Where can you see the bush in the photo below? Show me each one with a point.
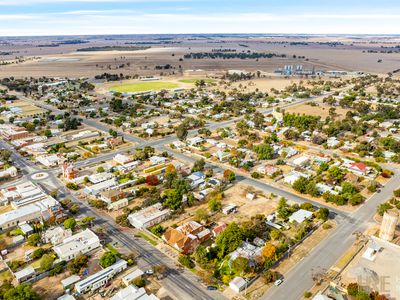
(70, 223)
(186, 261)
(38, 253)
(34, 239)
(46, 262)
(77, 264)
(108, 259)
(307, 294)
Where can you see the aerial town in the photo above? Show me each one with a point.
(199, 167)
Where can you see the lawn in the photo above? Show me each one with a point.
(143, 86)
(193, 81)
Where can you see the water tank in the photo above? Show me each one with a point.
(388, 226)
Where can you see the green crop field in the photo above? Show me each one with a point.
(143, 86)
(193, 81)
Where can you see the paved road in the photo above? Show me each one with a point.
(298, 280)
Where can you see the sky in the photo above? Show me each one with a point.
(79, 17)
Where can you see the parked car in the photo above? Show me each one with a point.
(278, 282)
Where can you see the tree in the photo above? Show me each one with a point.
(152, 180)
(201, 214)
(38, 253)
(322, 213)
(34, 239)
(70, 223)
(240, 265)
(199, 165)
(264, 151)
(214, 204)
(229, 239)
(21, 292)
(181, 131)
(174, 199)
(335, 173)
(78, 263)
(46, 262)
(229, 176)
(108, 259)
(353, 288)
(269, 251)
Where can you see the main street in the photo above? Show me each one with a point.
(298, 279)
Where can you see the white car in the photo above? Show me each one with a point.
(278, 282)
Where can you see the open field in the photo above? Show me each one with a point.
(194, 80)
(309, 51)
(143, 86)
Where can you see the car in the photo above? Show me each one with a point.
(278, 282)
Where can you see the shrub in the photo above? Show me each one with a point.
(108, 259)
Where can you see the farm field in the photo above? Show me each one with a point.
(143, 87)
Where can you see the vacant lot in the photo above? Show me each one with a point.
(143, 86)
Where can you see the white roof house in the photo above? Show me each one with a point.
(300, 216)
(100, 187)
(25, 274)
(80, 243)
(100, 278)
(133, 293)
(122, 159)
(149, 216)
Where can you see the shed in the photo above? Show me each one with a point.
(300, 216)
(132, 276)
(237, 284)
(69, 281)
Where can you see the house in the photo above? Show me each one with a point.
(218, 229)
(251, 252)
(56, 235)
(324, 188)
(25, 274)
(196, 179)
(81, 243)
(51, 160)
(127, 279)
(221, 155)
(300, 216)
(149, 216)
(195, 141)
(9, 173)
(268, 170)
(111, 196)
(132, 292)
(68, 282)
(293, 176)
(332, 142)
(187, 237)
(301, 161)
(237, 284)
(100, 278)
(122, 159)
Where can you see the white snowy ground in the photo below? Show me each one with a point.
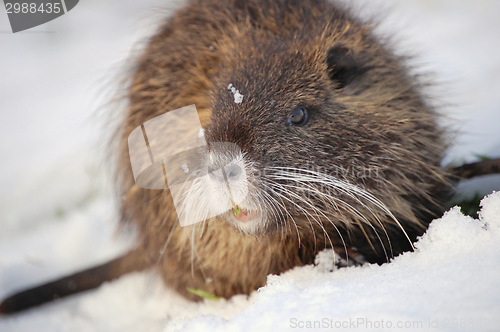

• • • • •

§ **WHAT TO DO**
Would you please restate the records word for word, excluding any images?

§ **SOLUTION FOR THIS PROBLEM**
Where can you see the bush in the photo below? Show me each one with a point.
(70, 223)
(186, 261)
(38, 253)
(34, 239)
(46, 262)
(77, 264)
(108, 259)
(307, 294)
Where can you see the aerial town in the photo above? Show me each one with a point.
(199, 167)
Where can you see the lawn in the photo above? Show me each one with a point.
(143, 86)
(193, 81)
Where can you see the water tank in the photo above? Show me each one with a point.
(388, 226)
Where can you see the green crop field in the photo above? Show me each one with a point.
(143, 86)
(193, 81)
Where can you see the paved road in the photo above? Show me each one with a point.
(298, 280)
Where can you see the sky in the photo above? Show me each one with a point.
(79, 17)
Where can you see the parked car in the photo above? Show me each one with a point.
(278, 282)
Where can you see the tree in the photo above? Show me each one with a point.
(152, 180)
(201, 214)
(38, 253)
(322, 213)
(34, 239)
(70, 223)
(240, 265)
(199, 165)
(264, 151)
(214, 204)
(229, 239)
(21, 292)
(181, 131)
(174, 199)
(335, 173)
(78, 263)
(46, 262)
(229, 176)
(108, 259)
(353, 288)
(269, 251)
Where can you see the main street in the photo above? Show me each one with a point.
(298, 279)
Where can you see the white car in the photo above? Show me each one with a point.
(278, 282)
Where can you see the open field in the photo above? Show me each one with a point.
(194, 80)
(309, 51)
(143, 86)
Where can you see the car in the photo above? Show me each one with a point.
(278, 282)
Where can you see the shrub in the photo above? Show me each one with a point.
(108, 259)
Where can you see the farm field in the photo above? Show me each one with a point.
(143, 87)
Where can you see the vacant lot in the photo above? Show me each one with a point.
(143, 86)
Where can you see the white roof house in the photo above? Show me each one with a point.
(300, 216)
(100, 187)
(25, 274)
(80, 243)
(100, 278)
(133, 293)
(122, 159)
(149, 216)
Where can you see the shed in the photo above? Show me each one with a point.
(300, 216)
(132, 276)
(237, 284)
(69, 281)
Where can you see the house in the photo above? Show me each one with a point.
(218, 229)
(251, 252)
(56, 235)
(324, 188)
(25, 274)
(196, 179)
(81, 243)
(51, 160)
(127, 279)
(221, 155)
(300, 216)
(149, 216)
(195, 141)
(9, 173)
(268, 170)
(111, 196)
(132, 292)
(68, 282)
(293, 176)
(332, 142)
(187, 237)
(301, 161)
(237, 284)
(100, 278)
(122, 159)
Where can you see the white snowy ground in the photo below? Show me each one with a point.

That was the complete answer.